▶ **Bagian Teks**:
================================
Selain penerimaan, komitmen untuk bertindak sangat
penting. Komitmen melibatkan membuat keputusan secara sadar tentang
apa yang penting dalam hidup dan apa yang bersedia dilakukan agar hidupnya
dihargai. ACT memanfaatkan pekerjaan rumah dan latihan perilaku sebagai cara
untuk menciptakan pola-pola yang lebih besar dari tindakan efektif yang akan
membantu klien hidup dengan nilai-nilai mereka. Sebagai contoh, salah satu
bentuk pekerjaan rumah yang diberikan kepada klien yaitu meminta mereka untuk
menuliskan tujuan hidup atau hal-hal yang mereka nilai dalam berbagai aspek
kehidupan mereka. Fokus dari ACT adalah memungkinkan pengalaman untuk datang
dan pergi sambil mengejar kehidupan yang bermakna.
G.KELEMAHAN DAN KELEBIHAN
1)
Kelebihan
· Pembuatan tujuan terapi antara konselor dan konseli di
awal konseli dan itu dijadikan acuan keberhasilan proses terapi
· Memiliki berbagai macam teknik konseling yang teruji dan
selalu diperbaharui
· Waktu konseling relatif singkat
· Kolaborasi yang baik antara konselor dan konseli dalam
penetapan tujuan dan pemilihan teknik.
2)
Kelemahan
· Dapat mengubah perilaku tetapi tidak mengubah perasaan
· Mengabaikan faktor relasional penting dalam terapi
· Tidak memberikan wawasan
· Mengobati gejala dan bukan penyebab
· Melibatkan kontrol dan manipulasi oleh konselor
BAB III
PENUTUP
A.
KESIMPULAN
Terapi behavior tradisional diawali pada tahun 1950-an dan
awal 1960-an di Amerika Serikat, Afrika Selatan, dan Inggris sebagai
awal radikal menentang perspektif psikoanalisis yang dominan. Fokusnya
adalah pada menunjukkan bahwa teknik pengkondisian perilaku yang efektif dan
merupakan alternatif untuk terapi psikoanalitik.
Menurut Behavior Therapy, manusia adalah produk dan produsen
(penghasil) dari lingkungannya.
Dalam pandangan behavioral, kepribadian manusia itu pada
hakikatnya adalah perilaku, karena hanya perilakulah yagn dapat diuji
dilaboratorium.
================================
▶ **Cuplikan Data**:
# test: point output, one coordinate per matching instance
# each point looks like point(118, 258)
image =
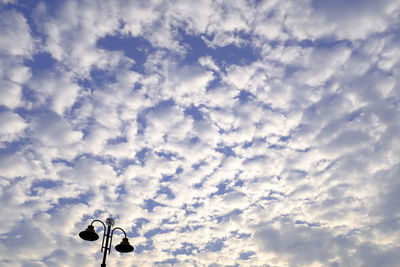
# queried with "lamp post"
point(90, 235)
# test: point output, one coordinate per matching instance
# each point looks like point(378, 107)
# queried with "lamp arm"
point(109, 249)
point(104, 233)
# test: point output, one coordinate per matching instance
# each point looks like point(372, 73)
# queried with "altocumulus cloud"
point(217, 133)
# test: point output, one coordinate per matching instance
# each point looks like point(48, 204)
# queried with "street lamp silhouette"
point(90, 235)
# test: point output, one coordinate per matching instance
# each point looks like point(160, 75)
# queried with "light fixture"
point(90, 235)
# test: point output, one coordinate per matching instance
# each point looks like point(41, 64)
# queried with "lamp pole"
point(103, 264)
point(90, 235)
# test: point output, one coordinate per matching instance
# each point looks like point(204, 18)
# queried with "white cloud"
point(290, 159)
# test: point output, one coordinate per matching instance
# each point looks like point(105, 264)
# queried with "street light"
point(90, 235)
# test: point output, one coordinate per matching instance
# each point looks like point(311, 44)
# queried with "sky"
point(215, 133)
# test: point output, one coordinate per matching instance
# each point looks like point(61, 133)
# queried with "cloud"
point(260, 133)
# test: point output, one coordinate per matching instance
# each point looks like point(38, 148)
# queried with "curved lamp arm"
point(116, 228)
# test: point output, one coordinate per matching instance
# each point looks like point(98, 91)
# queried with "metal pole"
point(106, 246)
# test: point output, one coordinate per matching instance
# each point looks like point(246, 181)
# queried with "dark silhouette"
point(90, 235)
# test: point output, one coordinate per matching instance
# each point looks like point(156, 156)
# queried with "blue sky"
point(216, 133)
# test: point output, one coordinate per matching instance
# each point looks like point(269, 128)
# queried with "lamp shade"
point(124, 246)
point(89, 234)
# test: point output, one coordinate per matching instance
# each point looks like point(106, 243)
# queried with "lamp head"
================================
▶ **Instruksi Tugas**:
[1] Menurut teks tentang terapi behavior, di negara mana saja terapi behavior tradisional diawali?
[2] Salin bagian teks tentang terapi behavior yang berada di antara "Selain penerimaan, komitmen" dan "kehidupan yang bermakna.", termasuk kedua bagian tersebut.
Data di atas tidak perlu digunakan.

▶ **Jawaban**:
[1] Di Amerika Serikat, Afrika Selatan, dan Inggris.

[2]
Selain penerimaan, komitmen untuk bertindak sangat
penting. Komitmen melibatkan membuat keputusan secara sadar tentang
apa yang penting dalam hidup dan apa yang bersedia dilakukan agar hidupnya
dihargai. ACT memanfaatkan pekerjaan rumah dan latihan perilaku sebagai cara
untuk menciptakan pola-pola yang lebih besar dari tindakan efektif yang akan
membantu klien hidup dengan nilai-nilai mereka. Sebagai contoh, salah satu
bentuk pekerjaan rumah yang diberikan kepada klien yaitu meminta mereka untuk
menuliskan tujuan hidup atau hal-hal yang mereka nilai dalam berbagai aspek
kehidupan mereka. Fokus dari ACT adalah memungkinkan pengalaman untuk datang
dan pergi sambil mengejar kehidupan yang bermakna.